### Photo-based referring expression data:
[Start of Attachment]
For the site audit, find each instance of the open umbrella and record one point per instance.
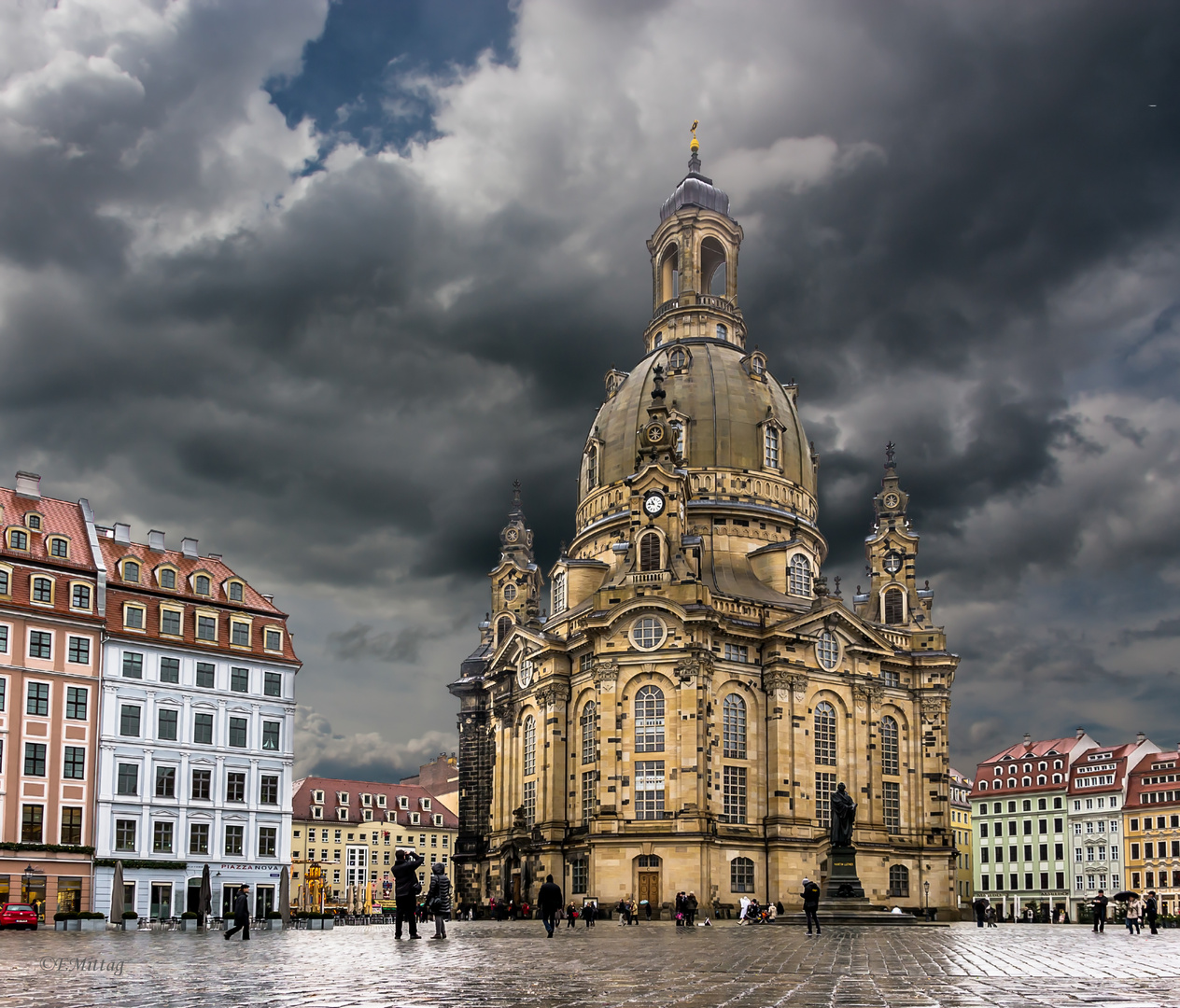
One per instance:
(117, 893)
(285, 895)
(205, 897)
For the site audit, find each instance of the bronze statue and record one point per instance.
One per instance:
(844, 811)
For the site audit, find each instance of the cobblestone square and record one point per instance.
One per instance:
(486, 963)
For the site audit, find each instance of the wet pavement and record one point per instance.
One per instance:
(486, 963)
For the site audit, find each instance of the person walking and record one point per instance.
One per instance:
(1152, 911)
(1134, 915)
(438, 899)
(406, 888)
(1100, 904)
(811, 904)
(549, 902)
(241, 914)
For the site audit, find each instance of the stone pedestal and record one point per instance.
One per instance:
(843, 899)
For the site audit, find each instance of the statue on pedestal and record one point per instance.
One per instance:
(844, 812)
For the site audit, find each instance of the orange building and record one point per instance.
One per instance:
(49, 655)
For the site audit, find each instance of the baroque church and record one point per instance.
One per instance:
(681, 717)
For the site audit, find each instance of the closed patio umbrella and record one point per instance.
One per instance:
(285, 895)
(117, 893)
(205, 897)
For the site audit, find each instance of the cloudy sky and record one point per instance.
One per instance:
(314, 282)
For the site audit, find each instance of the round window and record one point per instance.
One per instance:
(827, 651)
(648, 633)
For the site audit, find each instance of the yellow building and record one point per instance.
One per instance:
(961, 829)
(684, 713)
(1151, 820)
(352, 829)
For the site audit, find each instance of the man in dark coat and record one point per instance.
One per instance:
(405, 891)
(1100, 904)
(549, 901)
(241, 914)
(811, 904)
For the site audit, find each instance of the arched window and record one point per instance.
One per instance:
(678, 436)
(800, 576)
(827, 651)
(890, 759)
(585, 722)
(530, 746)
(649, 552)
(733, 727)
(898, 879)
(825, 733)
(649, 721)
(741, 875)
(771, 446)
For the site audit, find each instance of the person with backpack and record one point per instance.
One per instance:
(406, 888)
(438, 899)
(811, 904)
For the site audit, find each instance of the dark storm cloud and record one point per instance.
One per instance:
(330, 361)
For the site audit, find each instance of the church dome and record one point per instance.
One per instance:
(725, 402)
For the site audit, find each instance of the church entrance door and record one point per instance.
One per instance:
(649, 888)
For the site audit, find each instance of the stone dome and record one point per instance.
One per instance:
(695, 190)
(725, 406)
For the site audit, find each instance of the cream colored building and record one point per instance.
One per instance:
(681, 718)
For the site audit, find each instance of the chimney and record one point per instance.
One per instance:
(28, 484)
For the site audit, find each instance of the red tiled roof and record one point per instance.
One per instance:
(301, 804)
(1045, 749)
(1165, 781)
(151, 595)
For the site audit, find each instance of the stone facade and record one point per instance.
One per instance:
(681, 717)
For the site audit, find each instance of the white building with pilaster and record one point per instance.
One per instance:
(196, 731)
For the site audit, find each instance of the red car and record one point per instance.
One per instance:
(18, 915)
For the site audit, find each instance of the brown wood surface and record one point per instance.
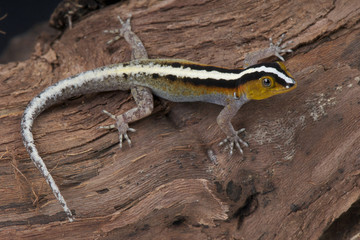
[End of Attachment]
### What the task requires:
If a line in the entries above contains the word "dome", copy it.

### Answer to this exercise:
For the site audit, find each instance of the church dome and record one point per instance.
For the site audit, find each instance of the stone dome and record one point per instance.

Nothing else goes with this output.